Texte à lire »
De Ron Howard, avec Frank Langella, Michael Sheen, Kevin Bacon. 2 h 02. Sortie 14/01. Le duel annonce Frost contre Nixon, mais l’on aurait pour ainsi dire pu écrire Bobby Fischer contre Anatoly Karpov, voire Mohammed Ali contre George Foreman. A l’été 1977, les débats télévisés opposant David Frost et Richard Nixon rassembleront 45 millions de téléspectateurs américains, révolutionnant l’histoire des médias, mais aussi celle de la politique.

Données affichées »
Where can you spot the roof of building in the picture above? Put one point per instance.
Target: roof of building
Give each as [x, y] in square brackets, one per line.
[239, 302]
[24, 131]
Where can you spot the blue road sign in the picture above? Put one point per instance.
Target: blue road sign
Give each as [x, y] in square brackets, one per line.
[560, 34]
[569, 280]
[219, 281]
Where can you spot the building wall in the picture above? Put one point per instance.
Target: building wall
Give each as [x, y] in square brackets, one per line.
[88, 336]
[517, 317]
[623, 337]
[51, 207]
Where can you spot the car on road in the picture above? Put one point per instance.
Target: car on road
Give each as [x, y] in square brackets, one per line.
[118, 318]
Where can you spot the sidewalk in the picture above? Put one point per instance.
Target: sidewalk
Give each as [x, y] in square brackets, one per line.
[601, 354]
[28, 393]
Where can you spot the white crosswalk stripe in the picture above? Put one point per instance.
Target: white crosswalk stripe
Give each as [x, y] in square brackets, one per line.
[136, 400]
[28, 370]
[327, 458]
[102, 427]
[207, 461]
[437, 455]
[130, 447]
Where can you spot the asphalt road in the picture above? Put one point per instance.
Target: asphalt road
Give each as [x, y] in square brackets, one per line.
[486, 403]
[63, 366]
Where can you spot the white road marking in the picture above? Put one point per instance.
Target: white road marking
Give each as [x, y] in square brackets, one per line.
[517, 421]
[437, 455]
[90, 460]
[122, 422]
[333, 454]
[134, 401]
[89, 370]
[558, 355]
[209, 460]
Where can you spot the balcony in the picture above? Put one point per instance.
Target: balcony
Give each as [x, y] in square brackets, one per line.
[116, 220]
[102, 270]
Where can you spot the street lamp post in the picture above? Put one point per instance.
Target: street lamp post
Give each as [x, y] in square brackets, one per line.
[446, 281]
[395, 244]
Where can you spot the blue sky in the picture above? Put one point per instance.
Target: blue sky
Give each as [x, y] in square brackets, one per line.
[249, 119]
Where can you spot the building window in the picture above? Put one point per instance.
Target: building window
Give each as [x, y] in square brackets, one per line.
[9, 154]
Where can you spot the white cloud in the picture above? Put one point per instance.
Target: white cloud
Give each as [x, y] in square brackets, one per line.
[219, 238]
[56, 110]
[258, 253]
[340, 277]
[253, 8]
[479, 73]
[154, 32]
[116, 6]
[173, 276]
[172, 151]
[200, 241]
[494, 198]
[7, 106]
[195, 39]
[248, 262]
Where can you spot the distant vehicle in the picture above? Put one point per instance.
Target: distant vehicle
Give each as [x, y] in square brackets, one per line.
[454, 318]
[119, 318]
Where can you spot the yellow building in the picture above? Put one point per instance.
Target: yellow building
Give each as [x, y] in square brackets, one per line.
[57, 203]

Consigne 1 »
Répondez à ces questions sur le texte consacré aux débats Frost-Nixon :
(a) Qui réalise le film ?
(b) Quelle est la durée du film ?
(c) Combien de téléspectateurs américains les débats de l’été 1977 rassembleront-ils ?
Consigne 2 »
Recopiez, dans le texte consacré aux débats Frost-Nixon, le passage qui va de « De Ron Howard, avec » jusqu’à « de la politique. ».

Corrigé 1 »
(a) Ron Howard.
(b) 2 h 02.
(c) 45 millions.

Corrigé 2 »
De Ron Howard, avec Frank Langella, Michael Sheen, Kevin Bacon. 2 h 02. Sortie 14/01. Le duel annonce Frost contre Nixon, mais l’on aurait pour ainsi dire pu écrire Bobby Fischer contre Anatoly Karpov, voire Mohammed Ali contre George Foreman. A l’été 1977, les débats télévisés opposant David Frost et Richard Nixon rassembleront 45 millions de téléspectateurs américains, révolutionnant l’histoire des médias, mais aussi celle de la politique.